#### Assigned task
Read through the entries below and return each line with the word "window".

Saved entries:
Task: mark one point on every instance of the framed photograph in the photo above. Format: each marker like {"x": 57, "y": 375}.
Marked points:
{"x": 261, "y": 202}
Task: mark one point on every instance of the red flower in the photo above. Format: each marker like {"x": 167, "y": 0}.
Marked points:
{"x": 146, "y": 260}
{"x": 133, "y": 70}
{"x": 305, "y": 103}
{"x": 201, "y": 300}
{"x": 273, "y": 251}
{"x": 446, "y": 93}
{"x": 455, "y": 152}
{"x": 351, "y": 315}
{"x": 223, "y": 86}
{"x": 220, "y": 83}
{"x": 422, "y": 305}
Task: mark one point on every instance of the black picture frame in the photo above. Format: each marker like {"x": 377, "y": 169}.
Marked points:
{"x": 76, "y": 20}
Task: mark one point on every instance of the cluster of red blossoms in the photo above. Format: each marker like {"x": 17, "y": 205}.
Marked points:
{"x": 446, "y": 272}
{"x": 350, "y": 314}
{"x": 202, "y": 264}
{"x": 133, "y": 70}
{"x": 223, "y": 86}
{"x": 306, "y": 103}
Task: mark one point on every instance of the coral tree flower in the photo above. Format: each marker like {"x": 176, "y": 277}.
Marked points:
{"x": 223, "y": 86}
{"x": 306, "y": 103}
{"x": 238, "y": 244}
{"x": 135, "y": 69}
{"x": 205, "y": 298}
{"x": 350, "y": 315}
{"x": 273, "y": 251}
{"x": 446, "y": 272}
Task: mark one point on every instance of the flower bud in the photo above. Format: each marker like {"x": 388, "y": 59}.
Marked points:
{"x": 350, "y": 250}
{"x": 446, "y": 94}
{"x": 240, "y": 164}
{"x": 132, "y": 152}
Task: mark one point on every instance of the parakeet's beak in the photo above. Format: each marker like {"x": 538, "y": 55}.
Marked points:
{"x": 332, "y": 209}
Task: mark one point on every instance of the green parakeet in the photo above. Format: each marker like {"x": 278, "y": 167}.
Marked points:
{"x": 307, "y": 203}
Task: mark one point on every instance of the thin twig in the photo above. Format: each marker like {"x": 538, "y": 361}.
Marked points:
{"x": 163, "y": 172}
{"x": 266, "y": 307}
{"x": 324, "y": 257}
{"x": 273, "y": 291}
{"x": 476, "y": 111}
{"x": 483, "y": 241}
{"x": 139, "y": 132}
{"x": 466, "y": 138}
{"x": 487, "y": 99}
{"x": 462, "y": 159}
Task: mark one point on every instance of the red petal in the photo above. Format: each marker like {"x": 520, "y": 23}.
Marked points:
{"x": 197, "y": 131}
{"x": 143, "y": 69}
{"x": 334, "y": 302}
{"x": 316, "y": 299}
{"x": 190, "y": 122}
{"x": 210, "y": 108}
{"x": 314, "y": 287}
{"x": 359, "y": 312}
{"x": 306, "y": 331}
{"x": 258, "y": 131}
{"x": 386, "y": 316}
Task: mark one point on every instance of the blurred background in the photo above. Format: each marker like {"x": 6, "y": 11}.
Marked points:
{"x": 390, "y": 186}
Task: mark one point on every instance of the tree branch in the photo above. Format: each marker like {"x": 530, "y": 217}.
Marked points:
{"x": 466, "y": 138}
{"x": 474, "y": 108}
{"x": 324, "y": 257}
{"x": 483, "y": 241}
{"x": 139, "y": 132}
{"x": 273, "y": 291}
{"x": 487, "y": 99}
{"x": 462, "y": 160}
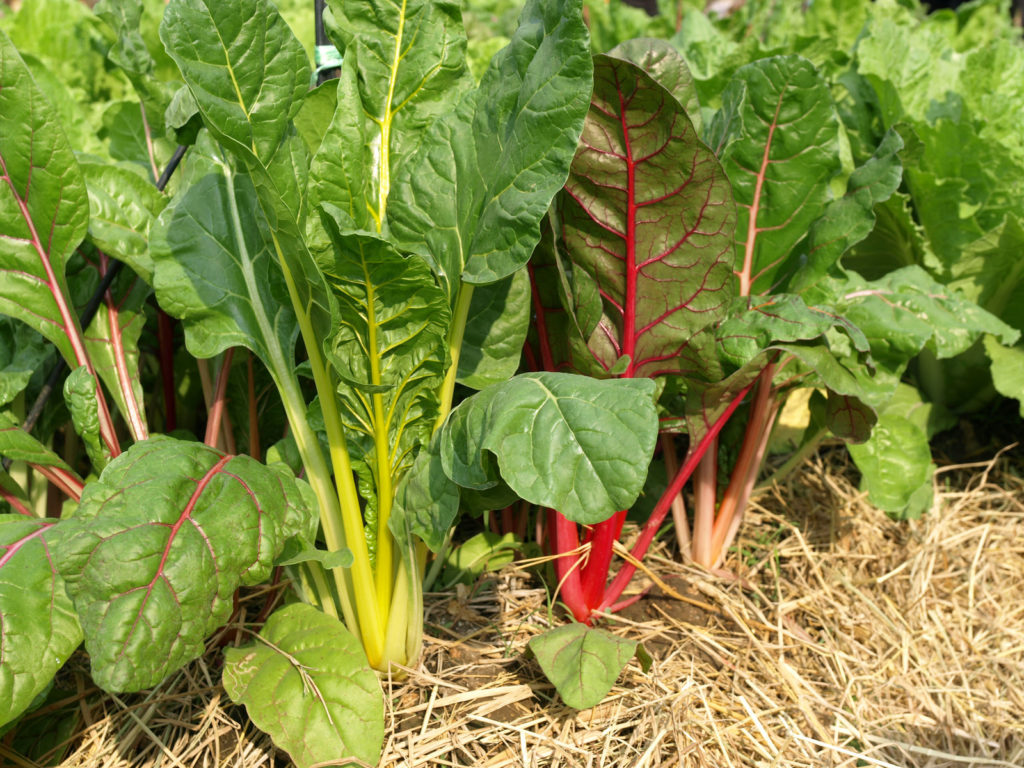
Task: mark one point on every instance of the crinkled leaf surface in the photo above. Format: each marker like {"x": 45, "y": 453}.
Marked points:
{"x": 648, "y": 216}
{"x": 215, "y": 269}
{"x": 44, "y": 209}
{"x": 389, "y": 345}
{"x": 486, "y": 171}
{"x": 569, "y": 442}
{"x": 668, "y": 68}
{"x": 583, "y": 663}
{"x": 499, "y": 318}
{"x": 123, "y": 207}
{"x": 38, "y": 627}
{"x": 306, "y": 682}
{"x": 159, "y": 545}
{"x": 777, "y": 137}
{"x": 409, "y": 70}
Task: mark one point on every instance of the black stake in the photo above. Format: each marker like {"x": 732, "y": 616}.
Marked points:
{"x": 90, "y": 311}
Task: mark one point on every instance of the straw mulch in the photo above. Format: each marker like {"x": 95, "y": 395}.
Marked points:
{"x": 841, "y": 639}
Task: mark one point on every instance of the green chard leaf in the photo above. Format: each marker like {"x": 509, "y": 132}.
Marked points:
{"x": 485, "y": 172}
{"x": 583, "y": 663}
{"x": 777, "y": 137}
{"x": 577, "y": 444}
{"x": 40, "y": 629}
{"x": 194, "y": 524}
{"x": 305, "y": 681}
{"x": 404, "y": 64}
{"x": 41, "y": 222}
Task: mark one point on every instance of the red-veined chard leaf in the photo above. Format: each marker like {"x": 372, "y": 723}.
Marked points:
{"x": 160, "y": 543}
{"x": 44, "y": 209}
{"x": 777, "y": 137}
{"x": 573, "y": 443}
{"x": 667, "y": 67}
{"x": 584, "y": 663}
{"x": 485, "y": 172}
{"x": 648, "y": 216}
{"x": 305, "y": 681}
{"x": 494, "y": 338}
{"x": 38, "y": 627}
{"x": 406, "y": 67}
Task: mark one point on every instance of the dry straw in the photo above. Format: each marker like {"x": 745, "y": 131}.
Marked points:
{"x": 840, "y": 638}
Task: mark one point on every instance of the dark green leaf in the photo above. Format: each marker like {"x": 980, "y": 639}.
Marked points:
{"x": 306, "y": 682}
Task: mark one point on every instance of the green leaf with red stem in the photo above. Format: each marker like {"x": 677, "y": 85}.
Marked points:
{"x": 38, "y": 627}
{"x": 647, "y": 213}
{"x": 159, "y": 545}
{"x": 777, "y": 136}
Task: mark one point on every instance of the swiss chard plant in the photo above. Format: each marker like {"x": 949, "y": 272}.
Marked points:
{"x": 709, "y": 260}
{"x": 345, "y": 237}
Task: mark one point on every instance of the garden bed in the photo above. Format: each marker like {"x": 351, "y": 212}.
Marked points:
{"x": 846, "y": 639}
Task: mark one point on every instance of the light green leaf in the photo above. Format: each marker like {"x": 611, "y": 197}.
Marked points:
{"x": 40, "y": 630}
{"x": 306, "y": 682}
{"x": 484, "y": 174}
{"x": 499, "y": 320}
{"x": 577, "y": 444}
{"x": 583, "y": 663}
{"x": 44, "y": 210}
{"x": 123, "y": 206}
{"x": 777, "y": 137}
{"x": 80, "y": 395}
{"x": 411, "y": 61}
{"x": 158, "y": 546}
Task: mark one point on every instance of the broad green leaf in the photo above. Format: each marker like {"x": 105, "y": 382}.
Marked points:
{"x": 1008, "y": 369}
{"x": 499, "y": 318}
{"x": 244, "y": 66}
{"x": 44, "y": 210}
{"x": 216, "y": 270}
{"x": 848, "y": 220}
{"x": 667, "y": 67}
{"x": 648, "y": 217}
{"x": 569, "y": 442}
{"x": 583, "y": 663}
{"x": 305, "y": 681}
{"x": 123, "y": 206}
{"x": 22, "y": 351}
{"x": 777, "y": 137}
{"x": 473, "y": 198}
{"x": 40, "y": 630}
{"x": 411, "y": 70}
{"x": 80, "y": 395}
{"x": 159, "y": 545}
{"x": 389, "y": 345}
{"x": 248, "y": 75}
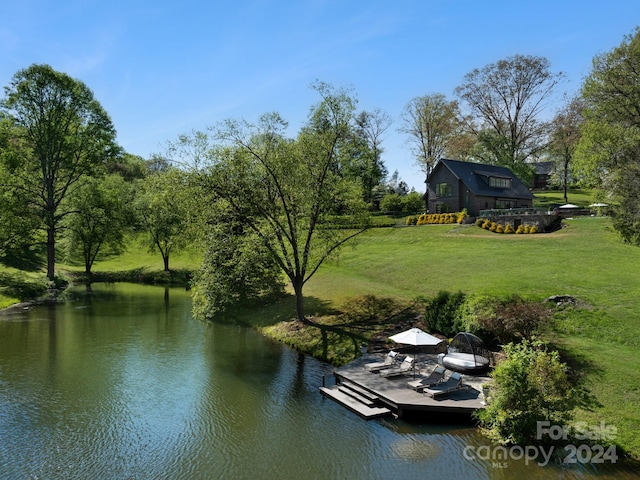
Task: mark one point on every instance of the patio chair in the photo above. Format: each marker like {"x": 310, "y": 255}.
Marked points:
{"x": 389, "y": 361}
{"x": 442, "y": 389}
{"x": 404, "y": 367}
{"x": 436, "y": 375}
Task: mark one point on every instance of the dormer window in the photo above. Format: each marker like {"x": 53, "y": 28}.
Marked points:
{"x": 499, "y": 182}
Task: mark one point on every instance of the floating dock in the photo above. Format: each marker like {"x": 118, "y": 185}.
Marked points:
{"x": 372, "y": 395}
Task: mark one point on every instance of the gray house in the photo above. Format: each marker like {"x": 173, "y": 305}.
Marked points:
{"x": 454, "y": 185}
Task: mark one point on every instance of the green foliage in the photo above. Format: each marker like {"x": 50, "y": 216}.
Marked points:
{"x": 441, "y": 313}
{"x": 531, "y": 385}
{"x": 412, "y": 202}
{"x": 102, "y": 216}
{"x": 237, "y": 270}
{"x": 500, "y": 320}
{"x": 59, "y": 134}
{"x": 441, "y": 218}
{"x": 392, "y": 204}
{"x": 287, "y": 191}
{"x": 506, "y": 99}
{"x": 162, "y": 208}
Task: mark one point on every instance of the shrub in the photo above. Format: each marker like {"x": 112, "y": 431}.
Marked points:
{"x": 412, "y": 202}
{"x": 531, "y": 385}
{"x": 462, "y": 215}
{"x": 441, "y": 312}
{"x": 514, "y": 319}
{"x": 502, "y": 320}
{"x": 391, "y": 203}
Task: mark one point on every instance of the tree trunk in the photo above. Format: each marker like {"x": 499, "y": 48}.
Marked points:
{"x": 426, "y": 195}
{"x": 51, "y": 252}
{"x": 297, "y": 288}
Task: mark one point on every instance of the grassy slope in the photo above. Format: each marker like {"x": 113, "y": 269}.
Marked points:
{"x": 585, "y": 259}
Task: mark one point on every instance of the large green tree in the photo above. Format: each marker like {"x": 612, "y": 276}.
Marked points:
{"x": 506, "y": 100}
{"x": 236, "y": 267}
{"x": 63, "y": 134}
{"x": 162, "y": 206}
{"x": 432, "y": 123}
{"x": 565, "y": 134}
{"x": 370, "y": 128}
{"x": 289, "y": 192}
{"x": 608, "y": 154}
{"x": 103, "y": 215}
{"x": 532, "y": 385}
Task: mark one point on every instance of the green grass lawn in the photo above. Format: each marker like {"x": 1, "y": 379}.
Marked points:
{"x": 585, "y": 259}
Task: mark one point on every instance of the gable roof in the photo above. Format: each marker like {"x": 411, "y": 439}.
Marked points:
{"x": 476, "y": 178}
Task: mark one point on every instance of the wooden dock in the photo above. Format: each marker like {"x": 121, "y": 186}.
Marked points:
{"x": 371, "y": 395}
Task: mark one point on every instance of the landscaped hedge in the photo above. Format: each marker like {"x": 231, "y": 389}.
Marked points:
{"x": 507, "y": 228}
{"x": 437, "y": 218}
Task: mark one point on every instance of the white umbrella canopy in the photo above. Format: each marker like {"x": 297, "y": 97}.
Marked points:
{"x": 416, "y": 337}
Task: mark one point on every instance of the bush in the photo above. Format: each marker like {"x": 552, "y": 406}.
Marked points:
{"x": 502, "y": 320}
{"x": 531, "y": 385}
{"x": 391, "y": 203}
{"x": 412, "y": 202}
{"x": 441, "y": 312}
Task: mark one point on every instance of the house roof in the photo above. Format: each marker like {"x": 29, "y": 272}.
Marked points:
{"x": 476, "y": 178}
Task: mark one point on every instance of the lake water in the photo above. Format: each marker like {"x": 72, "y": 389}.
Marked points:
{"x": 124, "y": 384}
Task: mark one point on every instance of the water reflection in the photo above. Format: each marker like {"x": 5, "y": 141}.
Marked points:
{"x": 121, "y": 382}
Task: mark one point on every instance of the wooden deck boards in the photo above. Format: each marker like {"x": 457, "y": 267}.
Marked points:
{"x": 400, "y": 398}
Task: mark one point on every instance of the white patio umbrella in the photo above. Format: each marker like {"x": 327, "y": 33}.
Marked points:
{"x": 416, "y": 337}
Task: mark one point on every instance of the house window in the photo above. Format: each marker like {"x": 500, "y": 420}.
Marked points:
{"x": 443, "y": 190}
{"x": 499, "y": 182}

#### Solution below
Task: mark one point on every instance of the dormer window in the photo above. Format: each marker like {"x": 53, "y": 28}.
Task: mark one point on every instance of the house window in the photo above. Format: each marker like {"x": 500, "y": 420}.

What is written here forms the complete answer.